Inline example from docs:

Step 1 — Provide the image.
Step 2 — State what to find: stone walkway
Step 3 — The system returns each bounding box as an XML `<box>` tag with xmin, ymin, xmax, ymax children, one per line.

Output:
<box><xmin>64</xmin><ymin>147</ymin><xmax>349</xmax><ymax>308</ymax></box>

·····

## EXERCISE AIM
Type every line of the records above out again, character for character, with nothing changed.

## OUTPUT BELOW
Inline example from docs:

Step 1 — Provide the image.
Step 2 — State what to find: stone walkway
Step 3 — The system returns each bounding box as an XML `<box>` tag with xmin, ymin, xmax, ymax children, one per line.

Output:
<box><xmin>64</xmin><ymin>147</ymin><xmax>349</xmax><ymax>308</ymax></box>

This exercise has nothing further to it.